* _EXCERPTED TEXT_
****

Don't share my conflicting thoughts...
Try to diversify myself so that no one gets bored of me...
Modify how I behave to who I'm with...
Don't give them a reason to throw me away.
And, at first, it was fucking exhausting!
Then it became who I was.
But it wasn't a real.
Checks and balances are great for politics, but shit for mental development.
Until I became a cook.
People don't understand what that meant to me. As my skills grew in the kitchen and I became part of the line instead of a hindrance, I stopped worrying about my worth, I did my job and well; I was judged by my peers on that alone. I started to take pride in myself and what emerged from that pride was who I always wanted to be.
A person.
Not a 'victim'.
Not a 'survivor'.
Those are labels for something that happened to you, or something you've come through; society sticks you with them, badge-like. Like wearing a suit of avocado green shag carpeting.
But they aren't all we are, as much as people insist on it. Like the soldier who kills so as not to be killed. It's just a thing that happened. And hopefully, eventually, it helps us grow.
Stronger. Wiser. Calmer.
One careless maneuver from an old man later and I had five months in a confined apartment to feel the dullness that was the loss of who I'd become...
I really had liked her.
Then there was seething and bitter anger, then dullness again. Then elevator music... maybe some sonnets...
My worth was intrinsically tied to my career. And I was told I would probably need to find a new one because my stupid knee was being stupid and may be stupid for the rest of my life (Medical terminology, I swear!). I was back to being less.
Even the guy who stumbled upon the mess of a person I was sloping back into, was swallowed up by my fears of lacking. Secretly hoping, as I used too in days o' yore, that he would place a value on me that was high enough and thus accept me, whom had not accepted herself.
It's foolish, really.
And super unfair of me.
Between being mad at him for taking the 'out' I gave born from insecurity, while wishing he hadn't, and moping over the rejection like a Shakespearean writ pup, the hole in my chest got wider.
With everything else compiling, I began to feel numb.

****

* _SUPPLIED INFORMATION_
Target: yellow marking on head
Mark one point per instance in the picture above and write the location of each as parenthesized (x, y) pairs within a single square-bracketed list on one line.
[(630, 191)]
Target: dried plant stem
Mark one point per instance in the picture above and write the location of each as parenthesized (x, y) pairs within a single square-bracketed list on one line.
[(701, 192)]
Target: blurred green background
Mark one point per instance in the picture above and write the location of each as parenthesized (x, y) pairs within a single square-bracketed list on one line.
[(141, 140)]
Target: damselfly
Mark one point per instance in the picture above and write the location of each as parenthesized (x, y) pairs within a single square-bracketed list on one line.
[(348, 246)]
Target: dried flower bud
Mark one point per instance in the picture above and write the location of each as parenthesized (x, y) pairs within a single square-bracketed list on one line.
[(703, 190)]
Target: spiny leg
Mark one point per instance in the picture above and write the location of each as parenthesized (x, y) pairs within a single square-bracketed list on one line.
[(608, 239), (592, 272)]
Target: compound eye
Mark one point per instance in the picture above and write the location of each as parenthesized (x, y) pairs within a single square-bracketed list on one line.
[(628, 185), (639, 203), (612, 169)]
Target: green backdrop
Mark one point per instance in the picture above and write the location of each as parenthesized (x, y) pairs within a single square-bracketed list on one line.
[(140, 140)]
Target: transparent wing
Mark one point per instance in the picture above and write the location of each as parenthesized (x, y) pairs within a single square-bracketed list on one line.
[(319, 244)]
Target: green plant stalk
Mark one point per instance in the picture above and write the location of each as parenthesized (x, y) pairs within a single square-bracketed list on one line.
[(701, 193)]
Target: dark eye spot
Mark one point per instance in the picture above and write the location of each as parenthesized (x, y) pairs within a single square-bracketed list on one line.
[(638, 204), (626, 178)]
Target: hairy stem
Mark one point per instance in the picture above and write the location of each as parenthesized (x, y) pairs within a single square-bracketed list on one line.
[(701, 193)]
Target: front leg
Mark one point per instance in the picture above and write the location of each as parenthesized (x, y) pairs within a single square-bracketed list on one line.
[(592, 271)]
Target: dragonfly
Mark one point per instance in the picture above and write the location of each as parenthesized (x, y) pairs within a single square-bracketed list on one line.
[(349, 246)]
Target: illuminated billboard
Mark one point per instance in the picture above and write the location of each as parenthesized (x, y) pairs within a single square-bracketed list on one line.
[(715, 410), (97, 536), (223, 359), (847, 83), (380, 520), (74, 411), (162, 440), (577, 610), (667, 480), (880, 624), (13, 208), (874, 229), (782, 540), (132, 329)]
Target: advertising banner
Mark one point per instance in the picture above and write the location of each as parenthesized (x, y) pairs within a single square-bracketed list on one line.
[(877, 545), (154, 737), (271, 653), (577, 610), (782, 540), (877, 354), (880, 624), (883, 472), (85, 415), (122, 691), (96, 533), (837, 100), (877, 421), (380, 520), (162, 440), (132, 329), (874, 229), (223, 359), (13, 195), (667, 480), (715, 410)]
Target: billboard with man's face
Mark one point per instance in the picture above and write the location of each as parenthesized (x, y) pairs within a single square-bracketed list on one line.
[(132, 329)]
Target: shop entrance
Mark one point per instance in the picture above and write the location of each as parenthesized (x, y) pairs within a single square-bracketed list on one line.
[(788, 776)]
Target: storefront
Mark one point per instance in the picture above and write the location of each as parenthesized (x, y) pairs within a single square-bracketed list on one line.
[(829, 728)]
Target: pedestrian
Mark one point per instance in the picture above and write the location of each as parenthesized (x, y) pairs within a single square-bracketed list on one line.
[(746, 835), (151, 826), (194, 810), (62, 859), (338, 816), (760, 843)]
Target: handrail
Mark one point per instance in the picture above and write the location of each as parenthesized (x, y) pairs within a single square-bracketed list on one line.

****

* _TASK_
In the excerpted text, how many months did the writer spend in a confined apartment after an old man's careless maneuver? The records above are separate material from the excerpted text.

* _TASK OUTPUT_
Five months.